→ How to complete this task: Work through the listing below and state how many of its lines hold the word "truck". Give no other output.

•••

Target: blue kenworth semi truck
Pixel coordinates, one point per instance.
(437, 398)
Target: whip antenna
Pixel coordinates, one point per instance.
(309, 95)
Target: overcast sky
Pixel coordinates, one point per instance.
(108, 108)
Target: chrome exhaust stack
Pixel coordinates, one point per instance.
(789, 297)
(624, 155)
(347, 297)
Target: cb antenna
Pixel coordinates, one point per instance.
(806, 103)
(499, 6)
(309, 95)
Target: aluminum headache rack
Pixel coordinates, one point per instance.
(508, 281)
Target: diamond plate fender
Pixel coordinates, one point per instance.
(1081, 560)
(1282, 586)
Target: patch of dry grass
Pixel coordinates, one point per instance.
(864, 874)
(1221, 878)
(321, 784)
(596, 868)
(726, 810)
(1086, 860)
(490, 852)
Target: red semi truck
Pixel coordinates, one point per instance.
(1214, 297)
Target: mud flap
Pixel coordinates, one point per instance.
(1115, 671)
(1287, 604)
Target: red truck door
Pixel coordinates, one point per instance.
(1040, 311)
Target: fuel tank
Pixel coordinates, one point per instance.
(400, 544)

•••

→ Task response: 3